[书面任务]
**a)** 原文的结论要求 Agent Runtime 把哪些内容作为一级事实？请全部列出。
**b)** 请逐字照录原文，从“大输出预算、溢写、截断和 telemetry-safe error”起，至“controls 和 notifications。”止。

[原文]
实现分析摘要

本页记录从真实实现中提炼出的 runtime 标准压力。它不是对任何单一项目的移植说明，而是把可复用的执行语义抽象成 Agent Runtime 契约。

1. 终端型 coding runtime 的压力

终端型 runtime 证明：工具调用不是一个简单 request/response。

需要标准化的事实包括：

tool schema、safe args、progress、partial result 和 final result。
read-only 工具并发，写入或破坏性工具串行。
pre-tool / post-tool hooks。
permission mode、规则来源、分类器、人工审批和 deny 优先级。
sandbox profile、路径校验、网络策略和破坏性命令提示。
大输出预算、溢写、截断和 telemetry-safe error 分类。
本地子代理、远程子代理、后台输出和恢复。
自动 compaction、manual compaction、session memory 和压缩失败熔断。

结论：Agent Runtime 必须把 tool、permission、sandbox、hook、output 和 compaction 作为一级事实。

终端型 runtime 还证明：task state 不能只是模型可见 checklist。Foreground tasks、本地 shell tasks、remote agent tasks、in-process teammate tasks、scheduled tasks、backgrounded work 和 generated output files 都需要 task ids、output offsets、terminal-state eviction、stop controls 和 notifications。

[所附材料]
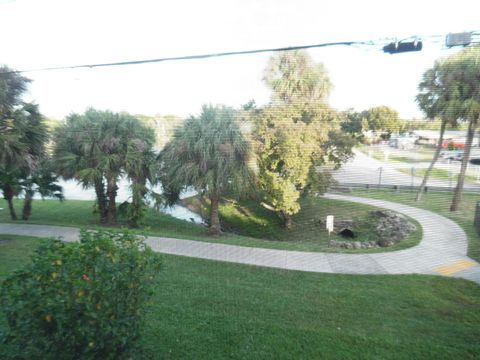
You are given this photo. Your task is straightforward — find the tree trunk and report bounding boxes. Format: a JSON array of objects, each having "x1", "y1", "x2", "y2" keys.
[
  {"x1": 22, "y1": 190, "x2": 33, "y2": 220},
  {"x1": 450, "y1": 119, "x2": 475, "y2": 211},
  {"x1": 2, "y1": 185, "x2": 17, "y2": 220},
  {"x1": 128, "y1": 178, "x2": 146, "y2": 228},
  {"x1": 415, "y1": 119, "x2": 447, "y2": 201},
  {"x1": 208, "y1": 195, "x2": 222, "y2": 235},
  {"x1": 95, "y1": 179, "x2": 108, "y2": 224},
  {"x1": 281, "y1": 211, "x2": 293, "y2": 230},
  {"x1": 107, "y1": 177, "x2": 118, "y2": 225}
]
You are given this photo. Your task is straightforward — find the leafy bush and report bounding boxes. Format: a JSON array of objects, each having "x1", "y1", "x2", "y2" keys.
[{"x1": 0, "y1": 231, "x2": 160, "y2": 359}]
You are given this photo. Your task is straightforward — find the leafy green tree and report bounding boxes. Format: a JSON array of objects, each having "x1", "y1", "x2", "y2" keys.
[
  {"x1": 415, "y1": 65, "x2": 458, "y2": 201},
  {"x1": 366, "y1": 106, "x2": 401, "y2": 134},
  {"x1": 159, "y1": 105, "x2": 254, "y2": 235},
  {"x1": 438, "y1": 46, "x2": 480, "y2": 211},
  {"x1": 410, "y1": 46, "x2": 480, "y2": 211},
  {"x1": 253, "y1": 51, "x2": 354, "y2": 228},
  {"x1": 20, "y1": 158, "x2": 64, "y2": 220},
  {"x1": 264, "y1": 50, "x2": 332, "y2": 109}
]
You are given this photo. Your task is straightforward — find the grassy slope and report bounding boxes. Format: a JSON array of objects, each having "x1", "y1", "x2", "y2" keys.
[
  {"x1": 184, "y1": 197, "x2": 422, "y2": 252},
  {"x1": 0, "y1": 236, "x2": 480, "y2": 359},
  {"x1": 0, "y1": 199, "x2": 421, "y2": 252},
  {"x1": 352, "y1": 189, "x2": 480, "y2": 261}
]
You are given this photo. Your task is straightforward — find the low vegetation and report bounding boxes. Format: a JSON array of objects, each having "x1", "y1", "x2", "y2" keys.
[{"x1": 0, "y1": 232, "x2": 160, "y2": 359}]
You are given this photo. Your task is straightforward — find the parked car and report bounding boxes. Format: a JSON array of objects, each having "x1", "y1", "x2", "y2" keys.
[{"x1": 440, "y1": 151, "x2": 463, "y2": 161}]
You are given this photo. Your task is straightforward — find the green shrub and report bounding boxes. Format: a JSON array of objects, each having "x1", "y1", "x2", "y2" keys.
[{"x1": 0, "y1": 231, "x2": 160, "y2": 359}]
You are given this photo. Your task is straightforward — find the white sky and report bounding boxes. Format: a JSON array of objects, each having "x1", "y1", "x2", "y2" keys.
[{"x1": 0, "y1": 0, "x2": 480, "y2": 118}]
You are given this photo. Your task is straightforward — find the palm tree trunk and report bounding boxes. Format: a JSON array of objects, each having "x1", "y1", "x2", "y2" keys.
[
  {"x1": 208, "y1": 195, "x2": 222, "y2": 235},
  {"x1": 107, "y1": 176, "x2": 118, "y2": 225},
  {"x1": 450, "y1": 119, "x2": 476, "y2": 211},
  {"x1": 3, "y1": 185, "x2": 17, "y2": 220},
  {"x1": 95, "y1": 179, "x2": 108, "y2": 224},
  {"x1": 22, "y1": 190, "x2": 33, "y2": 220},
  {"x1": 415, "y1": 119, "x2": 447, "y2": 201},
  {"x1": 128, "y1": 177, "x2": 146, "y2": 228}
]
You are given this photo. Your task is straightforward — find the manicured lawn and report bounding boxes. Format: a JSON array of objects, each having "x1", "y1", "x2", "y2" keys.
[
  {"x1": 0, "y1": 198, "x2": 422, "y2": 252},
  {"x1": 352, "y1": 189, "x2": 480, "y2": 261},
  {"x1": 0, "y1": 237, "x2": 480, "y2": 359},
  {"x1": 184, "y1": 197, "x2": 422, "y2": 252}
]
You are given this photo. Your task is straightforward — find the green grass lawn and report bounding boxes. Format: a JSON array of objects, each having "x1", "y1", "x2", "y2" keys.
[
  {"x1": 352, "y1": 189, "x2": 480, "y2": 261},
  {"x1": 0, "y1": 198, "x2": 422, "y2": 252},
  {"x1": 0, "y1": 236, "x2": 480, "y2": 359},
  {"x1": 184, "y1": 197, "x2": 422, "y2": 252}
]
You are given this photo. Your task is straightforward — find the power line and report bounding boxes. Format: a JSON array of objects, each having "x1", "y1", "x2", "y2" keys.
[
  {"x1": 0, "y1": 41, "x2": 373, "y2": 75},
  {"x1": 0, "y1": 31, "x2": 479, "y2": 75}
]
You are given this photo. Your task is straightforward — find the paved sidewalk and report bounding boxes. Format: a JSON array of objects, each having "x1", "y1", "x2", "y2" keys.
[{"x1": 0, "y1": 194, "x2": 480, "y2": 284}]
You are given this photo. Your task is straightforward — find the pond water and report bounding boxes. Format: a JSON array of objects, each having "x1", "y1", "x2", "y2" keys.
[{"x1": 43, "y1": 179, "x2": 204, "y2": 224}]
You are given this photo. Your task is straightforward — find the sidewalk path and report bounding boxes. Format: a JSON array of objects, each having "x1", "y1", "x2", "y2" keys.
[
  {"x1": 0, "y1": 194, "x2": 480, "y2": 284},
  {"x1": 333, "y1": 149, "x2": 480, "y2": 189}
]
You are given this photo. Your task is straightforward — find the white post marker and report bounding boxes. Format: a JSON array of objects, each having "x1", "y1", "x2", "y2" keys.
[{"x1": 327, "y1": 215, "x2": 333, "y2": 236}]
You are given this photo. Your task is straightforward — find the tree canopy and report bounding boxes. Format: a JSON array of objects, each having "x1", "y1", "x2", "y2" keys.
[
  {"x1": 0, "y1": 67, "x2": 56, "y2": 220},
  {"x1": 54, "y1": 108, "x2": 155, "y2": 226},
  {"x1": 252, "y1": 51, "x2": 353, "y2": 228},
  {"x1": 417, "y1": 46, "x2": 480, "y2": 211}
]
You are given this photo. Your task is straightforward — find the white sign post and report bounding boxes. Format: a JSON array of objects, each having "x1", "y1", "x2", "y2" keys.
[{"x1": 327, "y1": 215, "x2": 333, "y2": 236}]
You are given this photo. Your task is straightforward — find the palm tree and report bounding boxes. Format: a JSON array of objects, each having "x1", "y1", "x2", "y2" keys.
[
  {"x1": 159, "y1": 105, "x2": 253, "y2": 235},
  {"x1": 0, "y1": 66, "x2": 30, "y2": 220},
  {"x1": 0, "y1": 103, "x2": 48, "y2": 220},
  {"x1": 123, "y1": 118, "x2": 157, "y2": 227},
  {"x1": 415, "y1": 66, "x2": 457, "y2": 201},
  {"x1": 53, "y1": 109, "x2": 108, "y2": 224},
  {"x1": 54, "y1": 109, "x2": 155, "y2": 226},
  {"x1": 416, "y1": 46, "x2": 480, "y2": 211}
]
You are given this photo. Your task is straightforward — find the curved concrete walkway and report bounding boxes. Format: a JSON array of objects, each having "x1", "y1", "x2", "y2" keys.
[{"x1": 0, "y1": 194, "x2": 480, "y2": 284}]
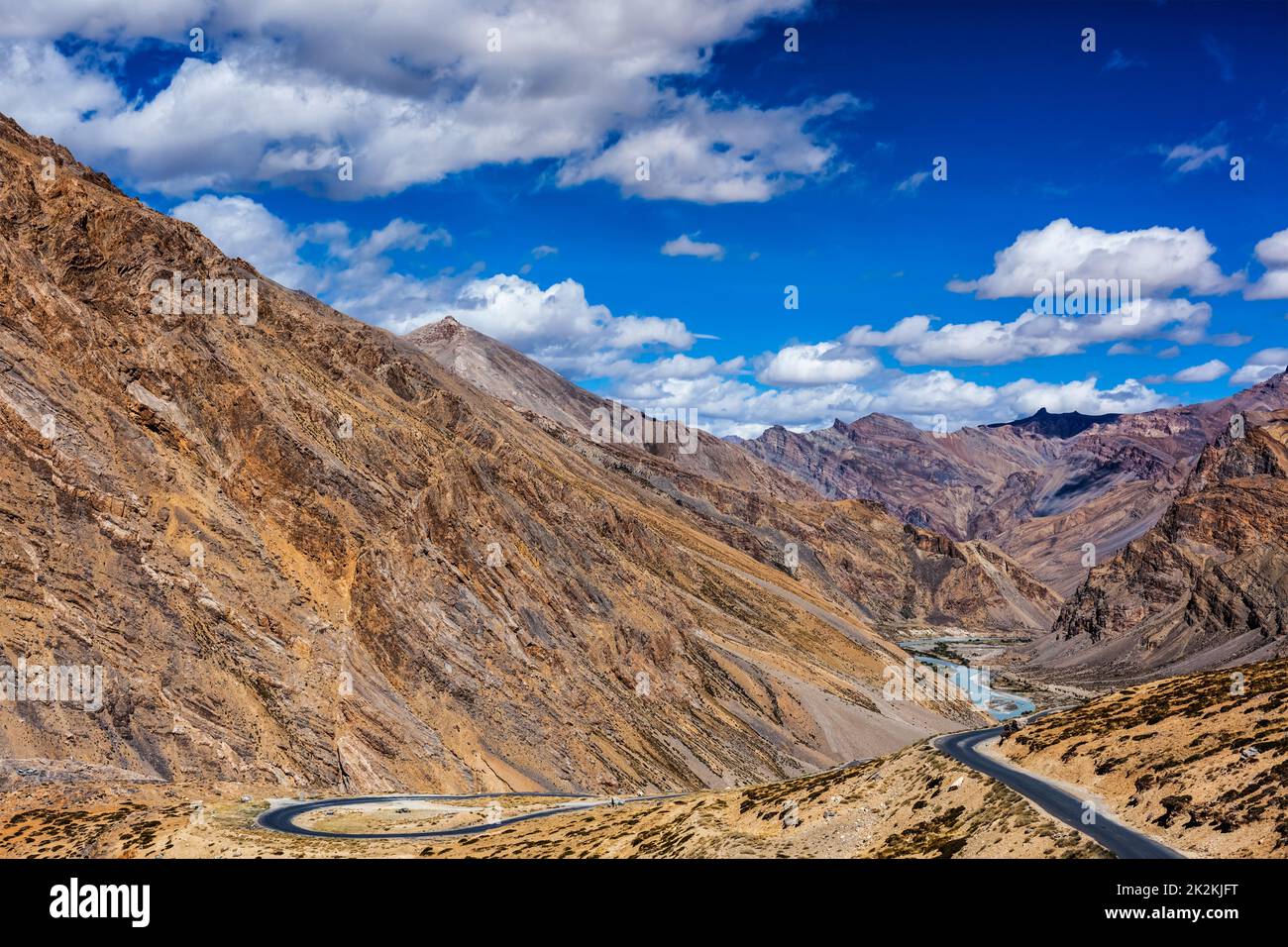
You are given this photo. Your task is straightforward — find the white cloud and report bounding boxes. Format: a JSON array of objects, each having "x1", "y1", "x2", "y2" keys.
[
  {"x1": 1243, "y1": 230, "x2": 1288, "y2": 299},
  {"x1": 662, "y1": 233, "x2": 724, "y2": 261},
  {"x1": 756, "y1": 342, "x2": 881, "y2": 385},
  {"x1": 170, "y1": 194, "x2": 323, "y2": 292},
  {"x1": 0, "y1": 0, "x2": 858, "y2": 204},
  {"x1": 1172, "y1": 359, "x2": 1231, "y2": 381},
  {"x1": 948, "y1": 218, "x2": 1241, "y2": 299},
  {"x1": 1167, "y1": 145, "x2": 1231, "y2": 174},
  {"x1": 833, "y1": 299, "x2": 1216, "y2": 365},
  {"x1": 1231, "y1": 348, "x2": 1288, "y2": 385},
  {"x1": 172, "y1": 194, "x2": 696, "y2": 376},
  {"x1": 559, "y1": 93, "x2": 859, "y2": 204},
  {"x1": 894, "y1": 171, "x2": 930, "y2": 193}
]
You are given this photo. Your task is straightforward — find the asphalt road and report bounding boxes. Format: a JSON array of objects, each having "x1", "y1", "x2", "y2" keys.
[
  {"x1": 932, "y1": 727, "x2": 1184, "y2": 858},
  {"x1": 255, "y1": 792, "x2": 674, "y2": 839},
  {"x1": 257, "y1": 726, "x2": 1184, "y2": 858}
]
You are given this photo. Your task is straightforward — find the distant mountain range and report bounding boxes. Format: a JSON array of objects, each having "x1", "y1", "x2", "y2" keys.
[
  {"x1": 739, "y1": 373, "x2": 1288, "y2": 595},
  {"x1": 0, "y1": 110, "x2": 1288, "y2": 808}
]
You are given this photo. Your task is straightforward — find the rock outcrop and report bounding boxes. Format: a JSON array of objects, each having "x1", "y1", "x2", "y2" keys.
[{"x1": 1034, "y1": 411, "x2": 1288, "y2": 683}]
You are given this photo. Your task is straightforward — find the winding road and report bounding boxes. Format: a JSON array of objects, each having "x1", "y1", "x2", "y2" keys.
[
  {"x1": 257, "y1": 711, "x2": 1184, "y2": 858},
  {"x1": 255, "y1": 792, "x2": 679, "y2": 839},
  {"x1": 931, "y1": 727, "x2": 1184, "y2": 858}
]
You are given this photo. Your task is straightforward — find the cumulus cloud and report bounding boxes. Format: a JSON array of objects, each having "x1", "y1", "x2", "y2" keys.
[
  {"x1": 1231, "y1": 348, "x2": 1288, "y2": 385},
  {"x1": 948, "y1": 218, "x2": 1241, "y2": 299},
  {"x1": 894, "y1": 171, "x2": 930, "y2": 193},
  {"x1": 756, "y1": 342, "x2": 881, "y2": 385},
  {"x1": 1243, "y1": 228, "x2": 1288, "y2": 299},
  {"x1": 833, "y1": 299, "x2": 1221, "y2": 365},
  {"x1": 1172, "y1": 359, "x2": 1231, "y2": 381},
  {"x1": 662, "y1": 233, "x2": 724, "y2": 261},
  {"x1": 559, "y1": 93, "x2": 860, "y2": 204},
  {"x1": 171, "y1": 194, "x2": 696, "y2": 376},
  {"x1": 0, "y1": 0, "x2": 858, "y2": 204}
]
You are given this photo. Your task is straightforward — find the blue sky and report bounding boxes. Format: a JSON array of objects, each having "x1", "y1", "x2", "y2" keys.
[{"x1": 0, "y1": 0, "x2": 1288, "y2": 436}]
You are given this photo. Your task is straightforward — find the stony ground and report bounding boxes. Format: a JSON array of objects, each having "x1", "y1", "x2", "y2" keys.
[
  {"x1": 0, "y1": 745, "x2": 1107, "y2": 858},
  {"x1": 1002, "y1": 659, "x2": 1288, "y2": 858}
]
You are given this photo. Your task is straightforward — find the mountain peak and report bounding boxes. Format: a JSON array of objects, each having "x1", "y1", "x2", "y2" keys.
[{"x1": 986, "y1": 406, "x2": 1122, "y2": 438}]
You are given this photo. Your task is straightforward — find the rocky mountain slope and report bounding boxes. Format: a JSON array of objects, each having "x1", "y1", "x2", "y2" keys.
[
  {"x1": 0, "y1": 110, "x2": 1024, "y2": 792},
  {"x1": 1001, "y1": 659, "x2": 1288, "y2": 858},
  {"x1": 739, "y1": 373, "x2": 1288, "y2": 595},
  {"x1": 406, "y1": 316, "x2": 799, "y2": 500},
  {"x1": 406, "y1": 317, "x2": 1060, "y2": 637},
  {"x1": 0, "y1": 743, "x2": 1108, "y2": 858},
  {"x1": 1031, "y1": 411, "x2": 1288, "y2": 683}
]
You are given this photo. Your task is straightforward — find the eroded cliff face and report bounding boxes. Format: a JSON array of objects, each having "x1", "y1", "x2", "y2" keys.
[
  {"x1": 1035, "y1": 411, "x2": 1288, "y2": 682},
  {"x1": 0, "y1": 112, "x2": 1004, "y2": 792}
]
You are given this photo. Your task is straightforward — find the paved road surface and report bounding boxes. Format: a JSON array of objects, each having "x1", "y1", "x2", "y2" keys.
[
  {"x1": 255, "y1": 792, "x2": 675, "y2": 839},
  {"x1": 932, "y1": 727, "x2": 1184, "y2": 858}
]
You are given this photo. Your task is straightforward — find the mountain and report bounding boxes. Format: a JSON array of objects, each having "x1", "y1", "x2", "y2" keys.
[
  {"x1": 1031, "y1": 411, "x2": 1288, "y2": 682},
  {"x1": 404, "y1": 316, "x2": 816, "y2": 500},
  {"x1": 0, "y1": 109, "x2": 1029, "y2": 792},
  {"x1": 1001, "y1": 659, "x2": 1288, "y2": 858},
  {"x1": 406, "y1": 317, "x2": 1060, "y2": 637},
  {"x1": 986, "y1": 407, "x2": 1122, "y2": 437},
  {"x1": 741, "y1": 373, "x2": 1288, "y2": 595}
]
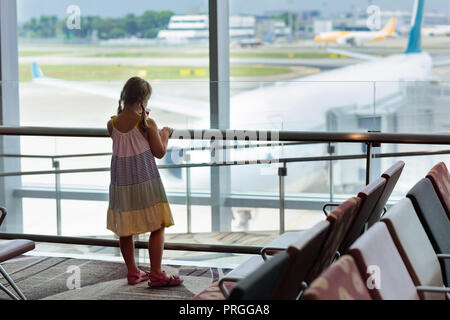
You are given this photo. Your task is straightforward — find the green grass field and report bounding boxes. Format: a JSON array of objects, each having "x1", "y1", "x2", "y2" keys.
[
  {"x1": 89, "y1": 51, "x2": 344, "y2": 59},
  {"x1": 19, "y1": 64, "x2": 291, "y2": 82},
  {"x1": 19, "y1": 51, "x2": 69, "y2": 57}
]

[完整解答]
**a)** tool、permission、sandbox、hook、output、compaction

**b)**
大输出预算、溢写、截断和 telemetry-safe error 分类。
本地子代理、远程子代理、后台输出和恢复。
自动 compaction、manual compaction、session memory 和压缩失败熔断。

结论：Agent Runtime 必须把 tool、permission、sandbox、hook、output 和 compaction 作为一级事实。

终端型 runtime 还证明：task state 不能只是模型可见 checklist。Foreground tasks、本地 shell tasks、remote agent tasks、in-process teammate tasks、scheduled tasks、backgrounded work 和 generated output files 都需要 task ids、output offsets、terminal-state eviction、stop controls 和 notifications。